数据集记录:
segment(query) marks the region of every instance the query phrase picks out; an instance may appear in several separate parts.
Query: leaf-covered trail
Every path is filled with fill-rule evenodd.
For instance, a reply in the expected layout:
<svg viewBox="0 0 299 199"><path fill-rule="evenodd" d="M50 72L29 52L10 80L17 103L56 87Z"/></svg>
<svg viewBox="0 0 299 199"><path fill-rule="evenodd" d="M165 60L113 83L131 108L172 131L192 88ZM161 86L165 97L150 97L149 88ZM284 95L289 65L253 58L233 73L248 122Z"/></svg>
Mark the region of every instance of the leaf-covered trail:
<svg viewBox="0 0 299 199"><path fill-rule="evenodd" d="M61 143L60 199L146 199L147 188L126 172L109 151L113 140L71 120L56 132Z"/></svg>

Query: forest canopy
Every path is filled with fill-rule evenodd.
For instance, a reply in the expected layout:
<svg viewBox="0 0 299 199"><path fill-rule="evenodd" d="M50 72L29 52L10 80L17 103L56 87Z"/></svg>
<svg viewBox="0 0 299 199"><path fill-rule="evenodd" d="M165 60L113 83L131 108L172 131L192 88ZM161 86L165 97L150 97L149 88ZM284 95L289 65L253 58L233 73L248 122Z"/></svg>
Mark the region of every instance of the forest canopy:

练习说明: 能否把上面所有记录中的每一行原样抄写出来，一字不改？

参考答案:
segment(query) marks the region of every instance the query phrase picks out; an instance may appear in several separate parts.
Query: leaf-covered trail
Every path is filled with fill-rule evenodd.
For instance, a reply in the expected layout:
<svg viewBox="0 0 299 199"><path fill-rule="evenodd" d="M50 72L29 52L10 80L17 103L56 87Z"/></svg>
<svg viewBox="0 0 299 199"><path fill-rule="evenodd" d="M165 60L113 83L131 108L172 131L192 88ZM161 86L165 97L150 97L149 88ZM284 95L289 65L253 58L233 73L248 122Z"/></svg>
Mark the region of every instance of the leaf-covered trail:
<svg viewBox="0 0 299 199"><path fill-rule="evenodd" d="M61 143L60 199L146 199L147 188L126 172L109 151L113 140L71 120L56 132Z"/></svg>

Query: forest canopy
Every path is filled with fill-rule evenodd.
For instance, a reply in the expected layout:
<svg viewBox="0 0 299 199"><path fill-rule="evenodd" d="M50 72L29 52L10 80L17 103L56 87Z"/></svg>
<svg viewBox="0 0 299 199"><path fill-rule="evenodd" d="M165 60L113 83L131 108L172 131L192 88ZM161 86L165 97L150 97L149 88ZM284 95L289 65L253 58L233 73L248 122Z"/></svg>
Mark the region of every instance of the forest canopy:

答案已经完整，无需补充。